**抜粋本文**:
この種の冷却構造は、内燃機関において従来一般に採用されており、その一例が特許文献1に記載されている。内燃機関におけるシリンダの冷却の必要性は、シリンダの上下方向で一律ではなく、例えばシリンダの上端側は大きく冷却する必要があり、これに対して上下方向での中間部や下端側は、上端側ほど冷却する必要はなく、あるいは相対的には保温性が求められる。このように相異なる要求に応じた冷却を行うために、従来、特許文献1に記載されているように、ウォータージャケットの内部にシート状の介在物を挿入し、その介在物によってウォータージャケットの内部の一部を占めることにより、冷却水の流通容量を調整している。

**課題 1**: 内燃機関の冷却構造についての本文を、一字一句そのまま書き写しなさい。

**抽出データ**:
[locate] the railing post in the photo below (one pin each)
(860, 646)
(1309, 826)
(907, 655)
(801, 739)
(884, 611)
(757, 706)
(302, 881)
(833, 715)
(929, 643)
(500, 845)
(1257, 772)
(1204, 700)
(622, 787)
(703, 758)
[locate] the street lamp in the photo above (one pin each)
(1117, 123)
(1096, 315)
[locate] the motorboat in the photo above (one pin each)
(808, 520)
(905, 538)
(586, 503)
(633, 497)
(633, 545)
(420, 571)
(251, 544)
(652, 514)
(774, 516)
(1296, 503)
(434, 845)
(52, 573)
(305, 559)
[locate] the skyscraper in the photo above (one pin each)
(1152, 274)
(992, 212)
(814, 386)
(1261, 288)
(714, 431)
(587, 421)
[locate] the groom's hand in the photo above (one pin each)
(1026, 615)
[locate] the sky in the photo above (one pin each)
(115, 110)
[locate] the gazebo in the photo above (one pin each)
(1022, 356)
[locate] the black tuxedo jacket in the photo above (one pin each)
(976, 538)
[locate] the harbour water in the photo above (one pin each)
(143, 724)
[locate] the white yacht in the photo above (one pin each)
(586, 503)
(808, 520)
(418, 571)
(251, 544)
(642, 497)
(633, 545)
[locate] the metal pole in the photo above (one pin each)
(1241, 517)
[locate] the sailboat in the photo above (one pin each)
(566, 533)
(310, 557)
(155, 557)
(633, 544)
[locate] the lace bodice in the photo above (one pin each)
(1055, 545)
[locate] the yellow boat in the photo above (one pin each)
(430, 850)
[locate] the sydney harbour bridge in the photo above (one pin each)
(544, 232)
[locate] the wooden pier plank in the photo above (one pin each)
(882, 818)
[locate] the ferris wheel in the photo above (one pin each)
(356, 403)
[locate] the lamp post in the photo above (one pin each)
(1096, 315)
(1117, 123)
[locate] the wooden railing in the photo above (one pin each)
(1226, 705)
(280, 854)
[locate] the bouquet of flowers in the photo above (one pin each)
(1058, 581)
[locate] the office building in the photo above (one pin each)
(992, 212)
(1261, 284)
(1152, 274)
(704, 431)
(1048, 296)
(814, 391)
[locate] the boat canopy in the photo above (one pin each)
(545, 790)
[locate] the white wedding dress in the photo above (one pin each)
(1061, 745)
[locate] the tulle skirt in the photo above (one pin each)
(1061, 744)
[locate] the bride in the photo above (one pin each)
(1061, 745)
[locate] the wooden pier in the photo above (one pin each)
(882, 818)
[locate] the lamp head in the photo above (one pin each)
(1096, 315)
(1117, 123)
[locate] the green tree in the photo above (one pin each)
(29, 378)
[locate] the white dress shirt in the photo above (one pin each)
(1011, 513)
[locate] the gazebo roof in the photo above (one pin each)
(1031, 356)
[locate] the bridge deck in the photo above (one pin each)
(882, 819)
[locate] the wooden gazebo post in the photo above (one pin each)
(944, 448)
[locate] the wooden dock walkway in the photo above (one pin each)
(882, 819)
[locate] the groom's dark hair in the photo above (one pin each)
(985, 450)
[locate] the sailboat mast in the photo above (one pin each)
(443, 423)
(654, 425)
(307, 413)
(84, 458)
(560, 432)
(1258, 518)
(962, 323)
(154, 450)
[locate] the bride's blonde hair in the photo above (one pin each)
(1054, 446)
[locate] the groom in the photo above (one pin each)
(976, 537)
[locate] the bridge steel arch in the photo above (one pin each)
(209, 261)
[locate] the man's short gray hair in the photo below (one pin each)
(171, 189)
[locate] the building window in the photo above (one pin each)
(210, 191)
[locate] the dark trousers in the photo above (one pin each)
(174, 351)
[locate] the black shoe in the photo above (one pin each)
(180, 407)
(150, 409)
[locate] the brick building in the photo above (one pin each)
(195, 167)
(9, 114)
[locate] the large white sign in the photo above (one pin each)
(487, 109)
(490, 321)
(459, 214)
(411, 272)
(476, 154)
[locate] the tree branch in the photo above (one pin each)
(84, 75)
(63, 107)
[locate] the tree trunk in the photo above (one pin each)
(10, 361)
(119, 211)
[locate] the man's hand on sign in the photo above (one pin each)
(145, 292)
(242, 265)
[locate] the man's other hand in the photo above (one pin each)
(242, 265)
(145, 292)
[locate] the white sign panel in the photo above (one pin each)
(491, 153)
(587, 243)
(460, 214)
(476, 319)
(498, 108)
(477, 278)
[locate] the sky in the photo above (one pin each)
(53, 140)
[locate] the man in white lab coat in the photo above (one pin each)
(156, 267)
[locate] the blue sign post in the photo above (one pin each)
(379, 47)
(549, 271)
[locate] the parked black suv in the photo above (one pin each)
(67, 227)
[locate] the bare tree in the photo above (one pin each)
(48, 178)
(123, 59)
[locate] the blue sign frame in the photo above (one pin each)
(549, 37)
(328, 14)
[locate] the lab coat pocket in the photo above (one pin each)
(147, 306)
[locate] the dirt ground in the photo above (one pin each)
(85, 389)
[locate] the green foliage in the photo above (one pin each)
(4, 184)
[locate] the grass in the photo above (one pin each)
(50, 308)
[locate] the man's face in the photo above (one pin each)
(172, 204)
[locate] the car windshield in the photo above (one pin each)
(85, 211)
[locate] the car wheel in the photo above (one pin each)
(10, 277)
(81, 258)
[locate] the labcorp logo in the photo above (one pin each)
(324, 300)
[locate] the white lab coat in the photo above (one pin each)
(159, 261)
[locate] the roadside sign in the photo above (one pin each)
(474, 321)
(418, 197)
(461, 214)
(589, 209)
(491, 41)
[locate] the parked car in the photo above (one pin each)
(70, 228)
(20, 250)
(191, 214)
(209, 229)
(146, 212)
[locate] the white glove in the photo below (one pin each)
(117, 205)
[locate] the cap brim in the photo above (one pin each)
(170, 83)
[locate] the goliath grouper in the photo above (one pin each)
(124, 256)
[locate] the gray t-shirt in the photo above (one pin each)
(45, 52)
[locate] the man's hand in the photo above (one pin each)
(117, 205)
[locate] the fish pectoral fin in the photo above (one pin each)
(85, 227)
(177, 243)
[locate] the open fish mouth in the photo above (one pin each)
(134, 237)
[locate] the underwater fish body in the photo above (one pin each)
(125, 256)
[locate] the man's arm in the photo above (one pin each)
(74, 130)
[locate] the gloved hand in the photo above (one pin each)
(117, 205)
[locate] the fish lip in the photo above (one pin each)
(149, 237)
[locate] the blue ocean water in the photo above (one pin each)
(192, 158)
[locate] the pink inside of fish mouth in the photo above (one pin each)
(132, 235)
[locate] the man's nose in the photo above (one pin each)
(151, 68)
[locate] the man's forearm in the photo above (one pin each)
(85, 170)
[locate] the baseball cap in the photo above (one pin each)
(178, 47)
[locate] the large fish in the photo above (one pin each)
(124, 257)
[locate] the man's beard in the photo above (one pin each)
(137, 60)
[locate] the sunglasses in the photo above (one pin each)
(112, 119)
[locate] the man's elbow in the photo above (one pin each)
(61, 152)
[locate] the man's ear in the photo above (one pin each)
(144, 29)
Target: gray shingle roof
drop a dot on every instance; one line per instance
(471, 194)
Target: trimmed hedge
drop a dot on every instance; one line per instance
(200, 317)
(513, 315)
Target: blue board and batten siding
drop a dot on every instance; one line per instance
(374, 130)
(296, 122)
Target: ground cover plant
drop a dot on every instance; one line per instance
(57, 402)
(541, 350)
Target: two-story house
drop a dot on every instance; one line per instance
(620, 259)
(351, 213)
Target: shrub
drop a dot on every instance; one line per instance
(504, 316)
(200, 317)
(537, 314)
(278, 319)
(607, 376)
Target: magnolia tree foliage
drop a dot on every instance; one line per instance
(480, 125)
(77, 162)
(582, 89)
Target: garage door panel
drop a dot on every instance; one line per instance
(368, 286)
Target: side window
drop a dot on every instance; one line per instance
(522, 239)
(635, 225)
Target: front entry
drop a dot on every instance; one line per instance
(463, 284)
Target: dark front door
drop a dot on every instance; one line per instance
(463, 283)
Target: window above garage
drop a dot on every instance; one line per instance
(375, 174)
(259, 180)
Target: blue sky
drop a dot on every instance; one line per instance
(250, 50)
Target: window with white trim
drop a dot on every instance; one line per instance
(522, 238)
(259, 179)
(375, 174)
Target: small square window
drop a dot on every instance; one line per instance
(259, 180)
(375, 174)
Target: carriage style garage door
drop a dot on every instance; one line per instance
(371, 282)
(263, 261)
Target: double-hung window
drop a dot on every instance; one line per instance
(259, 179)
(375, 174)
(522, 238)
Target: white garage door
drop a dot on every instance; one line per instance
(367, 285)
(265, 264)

**課題 2**: リストのうち「Target: window above garage」を含む行からリストの末尾までを、「依頼」と「回答」の2列から成るCSVに入れなさい。依頼1件ごとに1行とし、どちらの項目も改行を空白に置き換えたうえで、引用符で囲んだ1つのフィールドに収めること。

**解答 1**:
この種の冷却構造は、内燃機関において従来一般に採用されており、その一例が特許文献1に記載されている。内燃機関におけるシリンダの冷却の必要性は、シリンダの上下方向で一律ではなく、例えばシリンダの上端側は大きく冷却する必要があり、これに対して上下方向での中間部や下端側は、上端側ほど冷却する必要はなく、あるいは相対的には保温性が求められる。このように相異なる要求に応じた冷却を行うために、従来、特許文献1に記載されているように、ウォータージャケットの内部にシート状の介在物を挿入し、その介在物によってウォータージャケットの内部の一部を占めることにより、冷却水の流通容量を調整している。

**解答 2**:
依頼,回答
"Target: window above garage drop a dot on every instance; one line per instance","(375, 174) (259, 180)"
"Target: blue sky drop a dot on every instance; one line per instance","(250, 50)"
"Target: window with white trim drop a dot on every instance; one line per instance","(522, 238) (259, 179) (375, 174)"
"Target: small square window drop a dot on every instance; one line per instance","(259, 180) (375, 174)"
"Target: carriage style garage door drop a dot on every instance; one line per instance","(371, 282) (263, 261)"
"Target: double-hung window drop a dot on every instance; one line per instance","(259, 179) (375, 174) (522, 238)"
"Target: white garage door drop a dot on every instance; one line per instance","(367, 285) (265, 264)"